The input:
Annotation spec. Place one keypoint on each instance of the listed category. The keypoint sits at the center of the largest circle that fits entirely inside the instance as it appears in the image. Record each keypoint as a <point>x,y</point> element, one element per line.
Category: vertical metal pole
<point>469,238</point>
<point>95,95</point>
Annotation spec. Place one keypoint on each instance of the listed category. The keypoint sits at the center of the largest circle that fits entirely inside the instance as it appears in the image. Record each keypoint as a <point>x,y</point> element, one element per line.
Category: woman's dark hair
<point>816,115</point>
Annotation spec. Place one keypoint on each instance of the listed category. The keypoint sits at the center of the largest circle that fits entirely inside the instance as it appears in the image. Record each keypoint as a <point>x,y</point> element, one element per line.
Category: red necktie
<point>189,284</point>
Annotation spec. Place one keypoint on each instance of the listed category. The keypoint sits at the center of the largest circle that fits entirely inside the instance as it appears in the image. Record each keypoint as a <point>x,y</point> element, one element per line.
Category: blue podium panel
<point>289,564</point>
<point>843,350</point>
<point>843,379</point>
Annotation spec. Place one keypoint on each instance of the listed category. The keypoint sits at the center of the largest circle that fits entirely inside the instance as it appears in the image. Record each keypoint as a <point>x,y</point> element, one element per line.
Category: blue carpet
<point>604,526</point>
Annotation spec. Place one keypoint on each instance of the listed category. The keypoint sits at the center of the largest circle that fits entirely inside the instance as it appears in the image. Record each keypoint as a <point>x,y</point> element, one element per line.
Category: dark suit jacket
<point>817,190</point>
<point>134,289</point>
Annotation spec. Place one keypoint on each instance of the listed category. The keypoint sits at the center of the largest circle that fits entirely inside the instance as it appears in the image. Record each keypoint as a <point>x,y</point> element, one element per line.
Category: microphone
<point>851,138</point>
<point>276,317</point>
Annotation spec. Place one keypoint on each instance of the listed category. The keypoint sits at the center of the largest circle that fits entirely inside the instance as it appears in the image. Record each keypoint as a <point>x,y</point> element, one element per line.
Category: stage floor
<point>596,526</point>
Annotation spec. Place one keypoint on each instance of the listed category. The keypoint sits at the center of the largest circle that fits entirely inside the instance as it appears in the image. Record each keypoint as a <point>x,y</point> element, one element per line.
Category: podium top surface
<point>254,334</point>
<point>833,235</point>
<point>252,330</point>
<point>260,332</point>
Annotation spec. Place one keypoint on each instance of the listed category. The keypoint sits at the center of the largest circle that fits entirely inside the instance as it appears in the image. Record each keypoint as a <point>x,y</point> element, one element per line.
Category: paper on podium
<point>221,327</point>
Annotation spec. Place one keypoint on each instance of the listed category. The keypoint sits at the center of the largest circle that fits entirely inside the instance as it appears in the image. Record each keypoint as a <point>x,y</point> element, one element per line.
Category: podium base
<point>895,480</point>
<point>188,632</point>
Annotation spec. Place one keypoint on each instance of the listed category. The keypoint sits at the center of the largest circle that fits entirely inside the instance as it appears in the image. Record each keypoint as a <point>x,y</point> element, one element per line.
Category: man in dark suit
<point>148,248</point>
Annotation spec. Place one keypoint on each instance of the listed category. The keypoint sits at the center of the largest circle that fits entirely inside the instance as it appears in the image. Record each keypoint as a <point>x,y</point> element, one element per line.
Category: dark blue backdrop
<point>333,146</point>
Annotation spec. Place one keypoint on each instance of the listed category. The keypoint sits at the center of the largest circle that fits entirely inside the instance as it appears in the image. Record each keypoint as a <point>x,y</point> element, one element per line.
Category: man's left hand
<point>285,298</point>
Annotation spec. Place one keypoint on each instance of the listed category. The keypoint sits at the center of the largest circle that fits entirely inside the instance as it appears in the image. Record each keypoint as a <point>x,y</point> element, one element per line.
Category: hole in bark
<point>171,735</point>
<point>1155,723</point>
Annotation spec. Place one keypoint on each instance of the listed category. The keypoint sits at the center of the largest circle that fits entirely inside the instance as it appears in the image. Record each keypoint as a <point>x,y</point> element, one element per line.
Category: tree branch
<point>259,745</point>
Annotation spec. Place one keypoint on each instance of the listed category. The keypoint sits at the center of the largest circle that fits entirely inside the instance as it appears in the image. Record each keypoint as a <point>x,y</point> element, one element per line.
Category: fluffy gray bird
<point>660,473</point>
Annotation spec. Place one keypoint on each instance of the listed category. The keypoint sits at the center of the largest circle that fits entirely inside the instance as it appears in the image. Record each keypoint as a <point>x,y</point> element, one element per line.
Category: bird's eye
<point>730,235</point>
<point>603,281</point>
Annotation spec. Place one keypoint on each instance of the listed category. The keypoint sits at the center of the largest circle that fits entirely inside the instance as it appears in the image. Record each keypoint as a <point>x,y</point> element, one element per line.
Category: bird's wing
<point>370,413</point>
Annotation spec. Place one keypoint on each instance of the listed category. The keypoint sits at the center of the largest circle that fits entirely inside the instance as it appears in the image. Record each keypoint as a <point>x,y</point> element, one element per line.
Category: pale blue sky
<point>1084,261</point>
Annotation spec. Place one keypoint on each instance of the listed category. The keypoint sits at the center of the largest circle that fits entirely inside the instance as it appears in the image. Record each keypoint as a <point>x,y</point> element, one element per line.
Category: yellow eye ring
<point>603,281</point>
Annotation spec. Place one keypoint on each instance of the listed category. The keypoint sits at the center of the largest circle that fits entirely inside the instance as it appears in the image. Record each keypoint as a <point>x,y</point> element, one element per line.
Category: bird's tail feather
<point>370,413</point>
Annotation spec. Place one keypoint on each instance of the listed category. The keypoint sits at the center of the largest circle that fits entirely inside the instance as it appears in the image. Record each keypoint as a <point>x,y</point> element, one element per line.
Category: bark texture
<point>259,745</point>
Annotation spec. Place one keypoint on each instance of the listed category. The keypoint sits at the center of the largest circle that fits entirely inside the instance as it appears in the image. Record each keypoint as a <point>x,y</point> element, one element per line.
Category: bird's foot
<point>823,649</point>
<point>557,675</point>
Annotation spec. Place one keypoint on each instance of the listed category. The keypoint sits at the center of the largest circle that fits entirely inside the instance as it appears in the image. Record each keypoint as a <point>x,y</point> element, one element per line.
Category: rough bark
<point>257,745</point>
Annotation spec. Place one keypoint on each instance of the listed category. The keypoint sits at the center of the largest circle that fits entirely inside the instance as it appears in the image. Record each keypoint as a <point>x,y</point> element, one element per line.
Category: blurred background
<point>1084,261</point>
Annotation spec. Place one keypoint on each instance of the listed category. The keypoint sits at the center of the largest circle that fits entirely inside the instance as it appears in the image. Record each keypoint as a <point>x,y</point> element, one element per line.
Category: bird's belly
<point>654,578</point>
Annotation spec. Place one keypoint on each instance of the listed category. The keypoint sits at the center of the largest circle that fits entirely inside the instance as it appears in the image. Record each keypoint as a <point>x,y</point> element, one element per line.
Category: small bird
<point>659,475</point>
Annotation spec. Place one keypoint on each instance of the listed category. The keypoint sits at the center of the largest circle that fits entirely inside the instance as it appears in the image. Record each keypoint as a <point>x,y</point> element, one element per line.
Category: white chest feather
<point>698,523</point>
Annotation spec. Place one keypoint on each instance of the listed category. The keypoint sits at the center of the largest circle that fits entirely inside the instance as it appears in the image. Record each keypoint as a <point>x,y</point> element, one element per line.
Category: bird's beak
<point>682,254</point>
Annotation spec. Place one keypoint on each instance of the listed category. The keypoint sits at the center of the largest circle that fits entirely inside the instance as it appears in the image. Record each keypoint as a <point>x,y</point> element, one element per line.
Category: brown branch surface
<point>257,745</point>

Exercise description:
Render every line of the rows above as a numbered list, leaving out blank lines.

Exercise output:
1. Annotation spec. Place one keypoint on each instance of the listed category. The keypoint sits at the center of the largest circle that fits entirely inside the instance as it appears in the image. Record each keypoint as a <point>x,y</point> element, one element per line.
2. Category: vertical metal pole
3. <point>469,238</point>
4. <point>95,95</point>
5. Annotation spec. Place one keypoint on each instance of the listed category. The keypoint sits at the center of the largest circle that fits entirely inside the instance as it appears in the image. Record each keypoint as a <point>x,y</point> element, one element per line.
6. Category: woman's dark hair
7. <point>816,115</point>
8. Annotation spec. Place one keypoint on each instance of the listed category. The keypoint sits at the center of the largest circle that fits entirely inside the instance as it appears in the image. Record each keypoint as a <point>x,y</point> element, one element per line.
9. Category: red necktie
10. <point>189,284</point>
11. Annotation spec. Place one keypoint on each instance of the listed category. The keypoint sits at the center of the largest circle that fits entirely inside the instance as it appears in the image. Record each keypoint as a <point>x,y</point> element, one element per line.
12. Category: blue podium panel
13. <point>289,564</point>
14. <point>843,350</point>
15. <point>843,379</point>
16. Annotation spec. Place one keypoint on each instance of the listed category. The keypoint sits at the center of the largest circle that fits entirely inside the instance as it appears in the image. Record each keypoint as a <point>x,y</point> element, one element per line.
17. Category: blue carpet
18. <point>604,526</point>
19. Annotation spec. Place one keypoint on each instance of the listed category. The keypoint sits at the center of the largest circle that fits entirely inside the instance as it appears in the image. Record each keypoint as a <point>x,y</point> element, one element per line.
20. Category: dark suit jacket
21. <point>817,190</point>
22. <point>134,289</point>
23. Annotation spec. Place one keypoint on each instance of the listed category. The keypoint sits at the center of the largest circle that fits entirely inside the instance as it appears in the image. Record each keypoint as a <point>x,y</point> element, one element per line.
24. Category: microphone
25. <point>851,138</point>
26. <point>276,317</point>
27. Annotation spec. Place one keypoint on each instance of the listed category. The keypoint sits at the center of the largest circle that fits entirely inside the instance as it appears in the image. Record each keypoint as a <point>x,y</point> element, one element per line.
28. Category: stage floor
29. <point>596,526</point>
30. Annotation spec. Place one keypoint on each instance of the listed category. The keypoint sits at the center of the largest circle that fits entirely inside the instance as it appears in the image. Record each keypoint as a <point>x,y</point> element, one element per line.
31. Category: podium top surface
32. <point>254,334</point>
33. <point>833,235</point>
34. <point>252,330</point>
35. <point>260,332</point>
36. Annotation spec. Place one keypoint on each instance of the listed category. The keypoint sits at the center of the largest circle that fits entirely inside the instance as it appears in the image. Record each keypoint as a <point>x,y</point> element, one element per line.
37. Category: paper on podium
38. <point>221,327</point>
39. Annotation spec. Place one keypoint on each instance of the listed category. The keypoint sits at the center of the largest circle that fits entirely inside the instance as it appears in the image. Record each keypoint as a <point>x,y</point> element, one element per line.
40. Category: podium base
41. <point>895,480</point>
42. <point>188,632</point>
43. Annotation spec. Place one keypoint on each instance of the listed category. The keypoint sits at the center of the largest circle that fits entirely inside the instance as it appears in the image. Record each keypoint as a <point>x,y</point> element, one element per line.
44. Category: man in dark suit
45. <point>148,248</point>
46. Annotation spec. Place one keypoint on each instance of the listed category. The keypoint sits at the center of the largest circle that fits entirely inside the instance as it appears in the image. Record each keypoint as a <point>x,y</point> element, one element per line.
47. Category: dark blue backdrop
48. <point>333,146</point>
49. Annotation spec. Place one keypoint on each instance of the listed category. The keypoint sits at the center of the largest circle that fits entirely inside the instance as it appears in the image. Record each keypoint as a <point>x,y</point> element, one element per line.
50. Category: man's left hand
51. <point>285,298</point>
52. Annotation spec. Place one keypoint on each instance of the listed category. The keypoint sits at the center of the largest circle that fits entirely inside the instance as it appears in the image. Record each keypoint as a <point>x,y</point> element, one element per line.
53. Category: hole in bark
54. <point>171,735</point>
55. <point>1155,723</point>
56. Annotation spec. Place one keypoint on each instance of the listed category. The keypoint sits at the center of the largest circle that fits entirely inside the instance as it appears in the image. Record each keypoint as a <point>x,y</point> element, one element per line.
57. Category: tree branch
58. <point>259,745</point>
59. Annotation spec. Place one keypoint on each instance of the listed category. The keypoint sits at the center of the largest circle that fits entirely inside the instance as it appears in the image. Record each keypoint as a <point>x,y</point> element, one element per line.
60. Category: fluffy gray bird
61. <point>660,473</point>
62. Annotation spec. Place one keypoint on each instance of the listed category. The keypoint sits at the center of the largest circle that fits entirely inside the instance as it appears in the image. Record each keypoint as a <point>x,y</point> element, one element per line.
63. Category: bird's eye
64. <point>730,235</point>
65. <point>603,281</point>
66. Annotation spec. Place one keypoint on each instance of the listed category. The keypoint sits at the center of the largest circle that fits entirely inside the instance as it appears in the image. Record each keypoint as a <point>x,y</point> element, one element per line.
67. Category: bird's wing
68. <point>370,413</point>
69. Annotation spec. Place one keypoint on each instance of the listed category. The keypoint sits at the center of the largest circle that fits entirely inside the instance as it appears in the image. Record each keypoint as a <point>x,y</point> element, one element per line.
70. Category: pale blue sky
71. <point>1084,261</point>
72. Annotation spec. Place one keypoint on each instance of the listed category. The keypoint sits at the center of the largest circle that fits entirely inside the instance as it appears in the image. Record each keypoint as a <point>x,y</point> element, one element per line.
73. Category: yellow eye ring
74. <point>603,281</point>
75. Annotation spec. Place one keypoint on each instance of the listed category. The keypoint sits at the center of the largest circle that fits entirely inside the instance as it appears in the image. Record each keypoint as a <point>x,y</point> element, one element per line.
76. Category: bird's tail feather
77. <point>370,413</point>
78. Annotation spec. Place one keypoint on each instance of the listed category. The keypoint sits at the center of the largest circle that fits entirely inside the instance as it appears in the image. Record each keypoint as a <point>x,y</point> element, one element per line.
79. Category: bark texture
80. <point>259,745</point>
81. Annotation spec. Place one keypoint on each instance of the listed category. The keypoint sits at the center of the largest circle that fits entirely inside the instance as it appears in the image. Record each keypoint as a <point>x,y</point> element, one element per line.
82. Category: bird's foot
83. <point>823,649</point>
84. <point>557,675</point>
85. Annotation spec. Place one keypoint on each instance of the listed category. The keypoint sits at the center of the largest circle that fits entirely inside the instance as it appears in the image. Record each keypoint as a <point>x,y</point> element, one element per line.
86. Category: rough bark
87. <point>257,745</point>
88. Annotation spec. Place one keypoint on each instance of the listed category. The keypoint sits at the center of the largest circle that fits entirely inside the instance as it appears in the image. Record each keypoint as a <point>x,y</point> element, one element per line.
89. Category: blurred background
90. <point>1084,261</point>
91. Annotation spec. Place one keypoint on each instance of the listed category. The keypoint sits at the center of the largest circle that fits entirely inside the instance as it appears in the image. Record each keypoint as a <point>x,y</point> element, one element per line.
92. Category: bird's belly
93. <point>654,578</point>
94. Annotation spec. Place one keypoint on each instance of the listed category. The keypoint sits at the center of the largest circle that fits entirely inside the instance as it appears in the image. Record each keypoint as a <point>x,y</point> element, one element per line.
95. Category: small bird
96. <point>659,475</point>
97. Annotation spec. Place one keypoint on each instance of the listed category. The keypoint sits at the center of the largest circle that fits entirely inside the instance as it appears in the image. Record each keypoint as a <point>x,y</point> element, one element per line.
98. Category: white chest feather
99. <point>698,523</point>
100. Annotation spec. Place one keypoint on each instance of the listed category. The keypoint sits at the center of the largest circle that fits entirely inside the instance as it appears in the image. Record each keypoint as a <point>x,y</point> element, one element per line.
101. Category: bird's beak
102. <point>682,254</point>
103. Annotation spec. Place one keypoint on each instance of the listed category. The keypoint sits at the center of the largest circle that fits entirely inside the instance as it appears in the image. Record each keypoint as a <point>x,y</point> element, one element per line.
104. Category: brown branch surface
105. <point>257,745</point>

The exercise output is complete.